- Set exercise:
Render all of the data below as a two-column CSV headed input and output, one row per text, with the full text in input and its answer in output. Enclose every field in double quotes and replace each line break with a space.
* BEGIN Task inputs *
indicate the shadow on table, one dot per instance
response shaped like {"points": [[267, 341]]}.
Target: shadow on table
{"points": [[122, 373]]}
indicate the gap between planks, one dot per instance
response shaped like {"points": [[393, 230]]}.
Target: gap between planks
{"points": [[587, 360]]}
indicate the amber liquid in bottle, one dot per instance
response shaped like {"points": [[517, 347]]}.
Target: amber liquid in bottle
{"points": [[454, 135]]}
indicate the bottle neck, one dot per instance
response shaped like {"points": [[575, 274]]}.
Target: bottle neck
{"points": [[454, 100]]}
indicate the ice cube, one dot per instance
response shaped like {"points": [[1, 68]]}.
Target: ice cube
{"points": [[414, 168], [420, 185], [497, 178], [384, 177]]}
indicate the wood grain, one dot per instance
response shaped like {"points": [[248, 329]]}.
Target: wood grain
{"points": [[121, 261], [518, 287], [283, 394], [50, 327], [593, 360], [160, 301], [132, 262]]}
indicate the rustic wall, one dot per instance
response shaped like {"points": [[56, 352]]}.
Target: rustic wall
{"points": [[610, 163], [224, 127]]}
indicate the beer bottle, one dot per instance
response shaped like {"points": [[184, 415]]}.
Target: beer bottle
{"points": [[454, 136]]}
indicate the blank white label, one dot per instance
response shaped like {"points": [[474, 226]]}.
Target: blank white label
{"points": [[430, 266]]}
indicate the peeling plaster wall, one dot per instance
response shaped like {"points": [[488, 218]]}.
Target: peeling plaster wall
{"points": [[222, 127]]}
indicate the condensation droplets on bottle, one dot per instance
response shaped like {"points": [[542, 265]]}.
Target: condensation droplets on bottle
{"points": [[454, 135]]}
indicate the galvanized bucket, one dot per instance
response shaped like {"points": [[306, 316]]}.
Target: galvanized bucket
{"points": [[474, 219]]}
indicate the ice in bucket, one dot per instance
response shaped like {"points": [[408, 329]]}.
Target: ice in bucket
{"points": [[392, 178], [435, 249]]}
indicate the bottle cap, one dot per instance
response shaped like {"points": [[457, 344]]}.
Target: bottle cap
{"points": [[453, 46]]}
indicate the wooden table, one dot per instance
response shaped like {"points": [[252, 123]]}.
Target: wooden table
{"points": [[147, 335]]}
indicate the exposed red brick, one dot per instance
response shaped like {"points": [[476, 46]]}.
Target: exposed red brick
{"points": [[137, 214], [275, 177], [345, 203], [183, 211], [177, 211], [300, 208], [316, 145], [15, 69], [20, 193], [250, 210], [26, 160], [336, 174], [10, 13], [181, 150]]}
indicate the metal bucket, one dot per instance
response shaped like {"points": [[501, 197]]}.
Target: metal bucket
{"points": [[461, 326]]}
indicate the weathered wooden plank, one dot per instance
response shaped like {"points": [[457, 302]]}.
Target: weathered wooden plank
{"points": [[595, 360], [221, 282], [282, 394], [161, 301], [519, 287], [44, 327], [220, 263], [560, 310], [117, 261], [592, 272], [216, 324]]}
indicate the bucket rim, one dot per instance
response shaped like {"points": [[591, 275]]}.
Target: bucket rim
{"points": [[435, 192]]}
* END Task inputs *
- Exercise solution:
input,output
"indicate the shadow on table, one dot per instance response shaped like {""points"": [[267, 341]]}. Target: shadow on table","{""points"": [[122, 373]]}"
"indicate the gap between planks, one dot per instance response shaped like {""points"": [[393, 230]]}. Target: gap between planks","{""points"": [[587, 360]]}"
"indicate the amber liquid in bottle, one dot per instance response shaped like {""points"": [[517, 347]]}. Target: amber liquid in bottle","{""points"": [[454, 135]]}"
"indicate the bottle neck, one dot per instance response shaped like {""points"": [[575, 274]]}. Target: bottle neck","{""points"": [[454, 100]]}"
"indicate the ice cube, one dot per instance response shaped like {""points"": [[1, 68]]}. Target: ice cube","{""points"": [[414, 168], [420, 185], [497, 178], [384, 177]]}"
"indicate the wood grain, one dot per instance response shaped like {""points"": [[248, 329]]}. Target: wood grain","{""points"": [[121, 261], [518, 287], [283, 394], [50, 327], [593, 360], [160, 301], [132, 262]]}"
"indicate the rustic wall, one dot per instance response shaped like {""points"": [[56, 352]]}. Target: rustic wall","{""points"": [[610, 163], [224, 127]]}"
"indicate the beer bottle, one dot per instance response shaped like {""points"": [[184, 415]]}. Target: beer bottle","{""points"": [[454, 136]]}"
"indicate the blank white label, one dot per instance response shaped like {""points"": [[474, 226]]}. Target: blank white label","{""points"": [[430, 266]]}"
"indicate the peeling plaster wall, one dot per instance response shaped like {""points"": [[488, 218]]}. Target: peeling plaster wall","{""points"": [[222, 127]]}"
"indicate the condensation droplets on bottle, one dot per instance response shaped like {""points"": [[542, 265]]}. Target: condensation droplets on bottle","{""points"": [[454, 135]]}"
"indicate the galvanized bucket, one dot per instance response shaped like {""points"": [[306, 316]]}. Target: galvanized bucket","{""points"": [[474, 219]]}"
"indicate the ice in bucket, one dot per instance response shaped like {""points"": [[408, 329]]}. Target: ice in bucket","{""points"": [[392, 178], [435, 249]]}"
"indicate the bottle cap, one dot per instance response shaped like {""points"": [[457, 344]]}. Target: bottle cap","{""points"": [[453, 46]]}"
"indicate the wooden table, one dot per instance response shaped like {""points"": [[252, 123]]}. Target: wooden table","{""points"": [[147, 335]]}"
"indicate the exposed red brick, one dot per instance response shaped like {""points"": [[476, 46]]}. Target: exposed red brick","{""points"": [[137, 214], [275, 177], [345, 203], [183, 211], [177, 211], [300, 208], [316, 145], [15, 69], [20, 193], [250, 210], [26, 160], [336, 174], [10, 13], [181, 150]]}"
"indicate the metal bucket, one dot per instance response shaped like {""points"": [[501, 197]]}. Target: metal bucket","{""points"": [[461, 326]]}"
"indicate the weathered wooden plank, one dot per instance response shaped like {""points"": [[457, 302]]}. Target: weathered wooden plank","{""points"": [[595, 360], [221, 282], [282, 394], [161, 301], [519, 287], [44, 327], [220, 263], [560, 310], [117, 261], [592, 272], [216, 324]]}"
"indicate the bucket rim, one dot per instance response shaped like {""points"": [[591, 275]]}. Target: bucket rim","{""points"": [[435, 192]]}"